**Problems and tasks**
A - In the passage on worm authorship and Code Red II, explain why massive network scans for the backdoor would be a poor option for the worm's originator. Answer in one to three sentences.
B - Answer these questions on the passage about worm authorship and Code Red II, one line each:
(i) What true "anonymous common carrier" system is named?
(ii) What does Code Red II insert into the victim after infecting it?
(iii) By the end of the first week, how many IP addresses of hosts with backdoors installed were in the writer's web log?

**Selected extract**
In addition, the more sophisticated the initial worm, the more stylistic and linguistic "fingerprints" the original author will leave on it.  Posting to public forums may well double the code in a simple worm.  If an author has ever made any of this code public, there may well be government agencies that could use code fingerprinting to narrow the field of suspects, particularly if other profiling information can be used.

If a true "anonymous common carrier" system like FreeNet is ever successfully put into place, this may well change the landscape.  But true untraceability will probably always remain elusive once national security or currency laundering enforceability is at stake, even if unfortunate Draconian legal means are required to achieve it.

Code Red II, however, presents a very different alternative.  Code Red II infects its hosts with a simple worm, inserts a simple administrator-access backdoor shell into the victim, and begins scanning for new victims.  At first glance, the backdoor is of little use to the worm originator.  After all, the originator has no list of infected hosts communicated back to him or left at some secret drop point.  The originator, like anyone else, can perform massive network scans for the backdoor, but that would put him on a relatively short and easily compiled list of suspects.  The worm also keeps no log of hosts that it has infected, and indeed no log is essential to keep the spread untraceable to the originating node.  Perhaps a public-key encrypted log could be compiled, but that leaves us back to the original problem of a fixed "drop point" or communication of the data.

Lack of usefulness appears to be the case, except for the fact that the Internet is now saturated with Code Red II worms, each leaving web logs across the Internet full of records of buffer overflow attempts, with the infected host's IP address.  These attack attempts perform an additional service than just attempted infection... they serve to announce the infection of the attacking host.  And they do so in a way that leaves no direct trail of initial spread of the worm, and thus no direct risk of discovering the originating node.

This means that by the end of the first week, I personally had in my web log the IP addresses of over 100 random hosts with full-access backdoors installed that I could attack directly.  One hundred hosts on different unrelated networks is a large compromise, but not some thing that requires a massive Internet worm to achieve.  This is not enough value to make the plague of a worm worthwhile to its originator.

**Data shown**
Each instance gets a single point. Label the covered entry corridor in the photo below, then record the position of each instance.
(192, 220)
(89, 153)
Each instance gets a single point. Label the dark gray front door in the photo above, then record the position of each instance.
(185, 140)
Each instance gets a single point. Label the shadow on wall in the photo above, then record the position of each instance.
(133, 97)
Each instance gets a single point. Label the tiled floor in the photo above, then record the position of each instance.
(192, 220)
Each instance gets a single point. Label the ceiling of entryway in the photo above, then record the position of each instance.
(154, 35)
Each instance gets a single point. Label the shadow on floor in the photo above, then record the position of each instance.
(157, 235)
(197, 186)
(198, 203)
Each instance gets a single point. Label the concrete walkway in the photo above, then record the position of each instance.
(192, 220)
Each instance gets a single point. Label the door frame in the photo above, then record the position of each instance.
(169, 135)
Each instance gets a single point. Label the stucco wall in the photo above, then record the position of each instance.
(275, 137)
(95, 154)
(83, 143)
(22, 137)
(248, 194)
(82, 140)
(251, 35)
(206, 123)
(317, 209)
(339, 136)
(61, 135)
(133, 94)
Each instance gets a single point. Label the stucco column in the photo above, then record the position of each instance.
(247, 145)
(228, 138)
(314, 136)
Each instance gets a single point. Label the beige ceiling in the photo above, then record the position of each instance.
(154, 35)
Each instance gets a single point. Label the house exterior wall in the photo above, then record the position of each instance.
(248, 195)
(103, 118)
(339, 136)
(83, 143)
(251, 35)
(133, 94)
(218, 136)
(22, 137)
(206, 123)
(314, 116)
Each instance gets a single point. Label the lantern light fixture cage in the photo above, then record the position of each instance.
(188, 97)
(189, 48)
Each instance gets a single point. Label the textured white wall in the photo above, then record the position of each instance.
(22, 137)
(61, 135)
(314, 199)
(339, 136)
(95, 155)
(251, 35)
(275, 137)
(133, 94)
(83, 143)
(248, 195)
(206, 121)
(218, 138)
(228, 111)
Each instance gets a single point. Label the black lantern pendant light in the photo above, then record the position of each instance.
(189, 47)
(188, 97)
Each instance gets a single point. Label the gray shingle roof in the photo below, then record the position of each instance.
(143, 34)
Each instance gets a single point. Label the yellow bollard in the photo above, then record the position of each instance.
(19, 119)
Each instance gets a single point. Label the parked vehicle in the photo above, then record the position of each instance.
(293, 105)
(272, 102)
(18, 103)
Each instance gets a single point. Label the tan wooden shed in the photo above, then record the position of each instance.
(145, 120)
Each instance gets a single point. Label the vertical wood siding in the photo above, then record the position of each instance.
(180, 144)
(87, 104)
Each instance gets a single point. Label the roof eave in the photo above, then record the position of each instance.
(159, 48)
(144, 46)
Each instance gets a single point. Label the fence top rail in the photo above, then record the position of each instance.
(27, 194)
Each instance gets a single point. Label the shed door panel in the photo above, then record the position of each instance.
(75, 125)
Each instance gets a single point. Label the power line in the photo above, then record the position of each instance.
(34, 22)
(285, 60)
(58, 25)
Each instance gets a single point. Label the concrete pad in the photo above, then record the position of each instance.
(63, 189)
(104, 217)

**Results for each task**
A - The originator could scan the network for the backdoor like anyone else. Doing so, however, would put him on a relatively short and easily compiled list of suspects.

B -
(i) FreeNet.
(ii) A simple administrator-access backdoor shell.
(iii) Over 100.